(Excerpt from a dataset)
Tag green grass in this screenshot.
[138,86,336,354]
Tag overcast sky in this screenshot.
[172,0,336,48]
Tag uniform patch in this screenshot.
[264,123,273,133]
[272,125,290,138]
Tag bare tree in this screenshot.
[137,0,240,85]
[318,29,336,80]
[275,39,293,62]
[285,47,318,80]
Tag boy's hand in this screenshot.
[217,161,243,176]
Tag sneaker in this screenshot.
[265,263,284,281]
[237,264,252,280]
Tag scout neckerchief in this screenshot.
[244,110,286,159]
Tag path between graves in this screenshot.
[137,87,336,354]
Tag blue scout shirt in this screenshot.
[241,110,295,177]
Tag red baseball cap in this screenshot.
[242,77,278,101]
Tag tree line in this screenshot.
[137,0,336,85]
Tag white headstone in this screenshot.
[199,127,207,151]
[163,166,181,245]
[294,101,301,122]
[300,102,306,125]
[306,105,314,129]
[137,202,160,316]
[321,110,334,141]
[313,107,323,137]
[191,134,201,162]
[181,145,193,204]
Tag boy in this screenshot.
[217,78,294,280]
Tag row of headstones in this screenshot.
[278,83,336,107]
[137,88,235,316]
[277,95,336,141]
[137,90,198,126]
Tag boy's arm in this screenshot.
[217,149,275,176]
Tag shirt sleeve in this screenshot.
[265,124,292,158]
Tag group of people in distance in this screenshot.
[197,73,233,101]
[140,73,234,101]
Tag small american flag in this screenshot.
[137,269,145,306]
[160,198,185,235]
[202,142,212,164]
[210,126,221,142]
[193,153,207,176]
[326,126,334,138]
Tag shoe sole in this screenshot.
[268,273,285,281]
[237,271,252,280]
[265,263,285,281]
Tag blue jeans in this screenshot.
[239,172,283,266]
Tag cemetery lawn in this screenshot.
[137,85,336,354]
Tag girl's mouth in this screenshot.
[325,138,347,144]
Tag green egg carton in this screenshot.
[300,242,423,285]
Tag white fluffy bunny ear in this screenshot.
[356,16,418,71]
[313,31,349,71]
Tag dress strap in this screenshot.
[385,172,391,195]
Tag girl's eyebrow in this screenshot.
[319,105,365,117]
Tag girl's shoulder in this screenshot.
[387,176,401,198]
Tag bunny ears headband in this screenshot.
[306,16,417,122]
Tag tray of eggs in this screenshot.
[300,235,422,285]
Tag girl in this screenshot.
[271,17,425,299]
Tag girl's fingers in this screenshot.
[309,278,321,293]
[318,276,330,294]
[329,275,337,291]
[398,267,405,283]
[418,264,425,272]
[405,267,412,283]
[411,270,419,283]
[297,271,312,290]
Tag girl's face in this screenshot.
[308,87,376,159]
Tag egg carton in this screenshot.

WHAT YOU SHOULD DO >>
Rewrite the lines above with every "Tag" changed to "Outline", keeping everything else the same.

ANSWER TO THE TASK >>
Outline green grass in this screenshot.
[138,86,336,354]
Outline overcast sky in this screenshot.
[172,0,336,48]
Outline uniform patch in this screenshot.
[264,123,273,133]
[272,125,290,138]
Outline bare tree in this screenshot.
[137,0,240,85]
[318,29,336,80]
[275,39,293,62]
[285,47,318,80]
Outline boy's hand in this screenshot.
[217,161,243,176]
Outline sneaker in this screenshot.
[265,263,284,281]
[237,264,252,280]
Outline scout neckerchief in this screenshot.
[244,110,286,159]
Outline path between graves in this screenshot.
[137,87,336,354]
Outline blue scout shirt in this screenshot.
[241,110,295,177]
Outline red baseball cap in this screenshot.
[242,77,278,101]
Outline tree line in this screenshot.
[137,0,336,85]
Outline white headstone in this screenshot.
[199,127,207,151]
[163,166,181,245]
[294,101,301,122]
[300,102,306,125]
[306,105,314,129]
[137,202,160,316]
[321,110,334,141]
[313,107,323,137]
[191,134,201,162]
[181,145,193,204]
Outline boy in this screenshot.
[217,78,294,280]
Outline row of headstones in this screenshot.
[278,83,336,107]
[137,88,235,316]
[277,95,336,141]
[137,90,198,126]
Outline boy's arm in this screenshot.
[217,149,275,176]
Outline shirt sleeve in this screenshot.
[265,124,292,158]
Outline group of people in distance in this screenshot.
[197,73,233,101]
[140,73,234,101]
Outline small american flag in this screenshot.
[137,269,145,306]
[160,198,185,235]
[202,142,212,164]
[210,126,221,142]
[193,153,207,176]
[326,126,334,138]
Outline shoe sole in this screenshot.
[268,273,285,281]
[237,271,252,280]
[265,263,285,281]
Outline blue jeans in this screenshot.
[239,172,283,266]
Outline cemetery lawn in this screenshot.
[137,85,336,354]
Outline girl's mouth in this screenshot.
[325,138,347,144]
Outline green egg carton in this screenshot.
[300,242,423,285]
Outline white fluffy bunny ear in this screenshot.
[356,16,418,71]
[313,31,349,71]
Outline dress strap in this screenshot.
[385,172,391,195]
Outline girl's eyebrow in this screenshot.
[319,105,365,117]
Outline girl's shoulder in this screenshot.
[387,176,401,198]
Outline bunny ears headband in this screenshot.
[306,16,417,122]
Outline tray of eggs in this screenshot.
[300,235,422,285]
Outline girl in this screenshot.
[271,17,425,299]
Outline girl's fingers in this screenshot.
[309,278,321,293]
[318,276,330,294]
[329,275,337,291]
[398,267,405,283]
[418,264,425,272]
[405,267,412,283]
[411,270,419,283]
[297,271,312,290]
Outline girl's face in this screenshot.
[308,87,376,159]
Outline egg carton in this screenshot.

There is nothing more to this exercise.